(Stored data entries)
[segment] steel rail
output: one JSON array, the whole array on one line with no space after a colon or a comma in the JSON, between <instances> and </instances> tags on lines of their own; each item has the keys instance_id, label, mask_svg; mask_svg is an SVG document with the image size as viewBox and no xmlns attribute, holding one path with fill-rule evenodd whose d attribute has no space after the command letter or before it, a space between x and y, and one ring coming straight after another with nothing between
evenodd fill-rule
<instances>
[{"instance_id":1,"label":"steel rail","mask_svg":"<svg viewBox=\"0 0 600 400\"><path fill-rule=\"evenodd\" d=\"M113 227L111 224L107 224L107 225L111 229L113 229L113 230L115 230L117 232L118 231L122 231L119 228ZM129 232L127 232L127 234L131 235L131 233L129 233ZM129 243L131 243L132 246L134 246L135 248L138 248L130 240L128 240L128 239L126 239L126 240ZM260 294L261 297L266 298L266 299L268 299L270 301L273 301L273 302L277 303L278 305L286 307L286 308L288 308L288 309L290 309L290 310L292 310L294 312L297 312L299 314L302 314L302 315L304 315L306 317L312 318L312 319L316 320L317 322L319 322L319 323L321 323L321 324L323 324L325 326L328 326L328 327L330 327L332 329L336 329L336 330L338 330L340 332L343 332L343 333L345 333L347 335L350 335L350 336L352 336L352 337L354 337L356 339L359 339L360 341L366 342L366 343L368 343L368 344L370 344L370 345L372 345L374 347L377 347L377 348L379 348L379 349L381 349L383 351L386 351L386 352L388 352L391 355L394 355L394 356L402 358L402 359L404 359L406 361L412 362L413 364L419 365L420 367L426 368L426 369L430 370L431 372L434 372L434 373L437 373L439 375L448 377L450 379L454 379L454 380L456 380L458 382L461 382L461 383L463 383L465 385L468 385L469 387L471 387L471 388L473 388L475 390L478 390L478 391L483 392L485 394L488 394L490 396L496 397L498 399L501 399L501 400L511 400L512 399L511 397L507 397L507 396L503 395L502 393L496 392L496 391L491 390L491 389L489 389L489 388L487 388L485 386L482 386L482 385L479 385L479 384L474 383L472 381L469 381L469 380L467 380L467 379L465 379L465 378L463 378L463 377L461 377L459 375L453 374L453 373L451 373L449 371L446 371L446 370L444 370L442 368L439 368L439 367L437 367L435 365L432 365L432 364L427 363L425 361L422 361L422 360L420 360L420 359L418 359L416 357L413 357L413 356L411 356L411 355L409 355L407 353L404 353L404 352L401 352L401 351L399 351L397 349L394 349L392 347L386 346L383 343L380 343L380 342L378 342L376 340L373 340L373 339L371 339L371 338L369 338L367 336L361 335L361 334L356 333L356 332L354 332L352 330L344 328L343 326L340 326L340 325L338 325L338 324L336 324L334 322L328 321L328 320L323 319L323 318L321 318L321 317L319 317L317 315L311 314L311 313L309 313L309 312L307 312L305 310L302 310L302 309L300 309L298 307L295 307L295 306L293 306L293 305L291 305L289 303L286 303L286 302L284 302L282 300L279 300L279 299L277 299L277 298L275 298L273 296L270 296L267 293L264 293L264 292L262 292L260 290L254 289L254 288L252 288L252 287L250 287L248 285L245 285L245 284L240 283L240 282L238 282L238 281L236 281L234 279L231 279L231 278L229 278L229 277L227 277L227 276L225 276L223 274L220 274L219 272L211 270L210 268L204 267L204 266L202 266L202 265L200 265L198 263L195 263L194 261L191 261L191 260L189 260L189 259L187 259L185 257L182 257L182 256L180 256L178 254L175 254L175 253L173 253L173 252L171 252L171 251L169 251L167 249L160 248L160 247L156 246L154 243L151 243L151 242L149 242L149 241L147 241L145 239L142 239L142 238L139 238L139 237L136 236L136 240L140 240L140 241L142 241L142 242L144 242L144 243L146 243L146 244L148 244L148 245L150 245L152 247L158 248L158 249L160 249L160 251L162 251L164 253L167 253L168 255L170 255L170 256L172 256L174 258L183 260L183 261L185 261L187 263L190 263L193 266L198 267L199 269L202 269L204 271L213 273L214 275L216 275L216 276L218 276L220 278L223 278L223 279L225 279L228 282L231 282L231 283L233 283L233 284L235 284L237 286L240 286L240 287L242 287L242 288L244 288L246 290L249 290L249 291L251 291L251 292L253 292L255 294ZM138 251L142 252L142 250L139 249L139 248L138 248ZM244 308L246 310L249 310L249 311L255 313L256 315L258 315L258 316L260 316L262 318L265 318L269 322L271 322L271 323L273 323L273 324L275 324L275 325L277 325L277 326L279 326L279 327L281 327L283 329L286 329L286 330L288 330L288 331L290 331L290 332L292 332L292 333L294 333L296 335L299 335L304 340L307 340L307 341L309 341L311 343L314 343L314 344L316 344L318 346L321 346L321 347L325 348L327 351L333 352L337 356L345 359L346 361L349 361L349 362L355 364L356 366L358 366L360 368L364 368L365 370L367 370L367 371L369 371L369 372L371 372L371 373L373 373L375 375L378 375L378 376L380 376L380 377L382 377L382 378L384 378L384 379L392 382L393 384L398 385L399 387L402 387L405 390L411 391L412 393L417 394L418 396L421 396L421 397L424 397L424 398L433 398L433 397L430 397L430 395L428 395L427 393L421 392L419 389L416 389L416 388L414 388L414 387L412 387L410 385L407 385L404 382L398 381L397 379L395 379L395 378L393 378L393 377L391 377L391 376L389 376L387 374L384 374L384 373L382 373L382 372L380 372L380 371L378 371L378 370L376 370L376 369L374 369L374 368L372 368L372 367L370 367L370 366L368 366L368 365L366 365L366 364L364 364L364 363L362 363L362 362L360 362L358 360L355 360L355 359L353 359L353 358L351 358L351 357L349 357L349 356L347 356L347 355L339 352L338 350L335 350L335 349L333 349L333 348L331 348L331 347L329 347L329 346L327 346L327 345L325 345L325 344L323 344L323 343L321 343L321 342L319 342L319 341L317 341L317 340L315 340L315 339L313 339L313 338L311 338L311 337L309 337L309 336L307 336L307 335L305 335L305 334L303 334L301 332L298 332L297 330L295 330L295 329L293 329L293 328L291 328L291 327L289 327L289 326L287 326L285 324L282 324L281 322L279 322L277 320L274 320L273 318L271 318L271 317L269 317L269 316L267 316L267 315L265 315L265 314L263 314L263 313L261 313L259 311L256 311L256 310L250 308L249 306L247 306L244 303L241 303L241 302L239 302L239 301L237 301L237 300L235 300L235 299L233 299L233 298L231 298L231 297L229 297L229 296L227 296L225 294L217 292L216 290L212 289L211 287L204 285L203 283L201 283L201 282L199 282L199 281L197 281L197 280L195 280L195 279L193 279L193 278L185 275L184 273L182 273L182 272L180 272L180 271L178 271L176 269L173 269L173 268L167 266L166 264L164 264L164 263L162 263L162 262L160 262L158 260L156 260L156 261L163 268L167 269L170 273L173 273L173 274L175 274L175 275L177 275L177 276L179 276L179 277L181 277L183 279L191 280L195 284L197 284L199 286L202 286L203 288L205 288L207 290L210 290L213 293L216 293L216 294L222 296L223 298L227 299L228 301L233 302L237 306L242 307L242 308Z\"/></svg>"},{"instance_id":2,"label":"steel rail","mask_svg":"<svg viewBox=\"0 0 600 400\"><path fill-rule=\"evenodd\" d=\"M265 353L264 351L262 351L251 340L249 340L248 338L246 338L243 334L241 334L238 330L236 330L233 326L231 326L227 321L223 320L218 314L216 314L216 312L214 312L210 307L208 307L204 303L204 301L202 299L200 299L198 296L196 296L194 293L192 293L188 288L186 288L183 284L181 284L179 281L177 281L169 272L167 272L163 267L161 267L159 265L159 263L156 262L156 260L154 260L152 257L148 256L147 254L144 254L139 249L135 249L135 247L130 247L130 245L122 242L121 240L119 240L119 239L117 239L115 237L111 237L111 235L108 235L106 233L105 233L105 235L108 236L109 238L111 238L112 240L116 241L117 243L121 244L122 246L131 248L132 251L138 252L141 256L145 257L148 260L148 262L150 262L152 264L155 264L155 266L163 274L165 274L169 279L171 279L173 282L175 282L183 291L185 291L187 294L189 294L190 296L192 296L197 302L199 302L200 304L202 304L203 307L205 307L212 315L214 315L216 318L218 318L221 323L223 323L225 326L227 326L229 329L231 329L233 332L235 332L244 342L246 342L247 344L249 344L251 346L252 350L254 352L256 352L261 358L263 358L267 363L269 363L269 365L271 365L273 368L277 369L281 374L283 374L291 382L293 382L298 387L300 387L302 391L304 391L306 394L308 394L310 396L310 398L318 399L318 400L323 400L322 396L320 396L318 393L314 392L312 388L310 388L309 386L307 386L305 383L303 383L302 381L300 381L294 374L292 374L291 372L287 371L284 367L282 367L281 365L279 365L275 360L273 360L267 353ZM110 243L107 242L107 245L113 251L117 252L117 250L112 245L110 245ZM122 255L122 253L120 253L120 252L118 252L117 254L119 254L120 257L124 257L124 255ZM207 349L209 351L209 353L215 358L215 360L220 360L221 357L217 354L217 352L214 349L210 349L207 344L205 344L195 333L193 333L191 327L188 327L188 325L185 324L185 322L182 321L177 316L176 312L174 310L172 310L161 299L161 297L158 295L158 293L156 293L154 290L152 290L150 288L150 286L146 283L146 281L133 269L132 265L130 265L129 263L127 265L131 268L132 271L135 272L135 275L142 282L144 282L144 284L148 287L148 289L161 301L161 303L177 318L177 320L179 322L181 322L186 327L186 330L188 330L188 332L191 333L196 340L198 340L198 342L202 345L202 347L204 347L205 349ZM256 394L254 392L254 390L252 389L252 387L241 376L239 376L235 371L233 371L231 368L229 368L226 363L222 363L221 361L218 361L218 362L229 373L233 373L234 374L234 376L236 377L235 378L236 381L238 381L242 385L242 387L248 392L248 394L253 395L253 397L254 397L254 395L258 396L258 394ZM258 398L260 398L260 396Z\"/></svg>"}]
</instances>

▶ Task details: The lines to copy run from the first line of the entries to the line containing "output: one JSON"; copy them exactly and output nothing else.

▶ Task output:
[segment] steel rail
output: one JSON array, the whole array on one line with no space after a colon or a comma in the JSON, between <instances> and </instances> tags on lines of their own; each item has the keys instance_id, label, mask_svg; mask_svg is an SVG document with the image size as viewBox and no xmlns attribute, holding one path with fill-rule evenodd whose d attribute has no space after the command letter or before it, a space between x and y, and one ring coming straight after another with nothing between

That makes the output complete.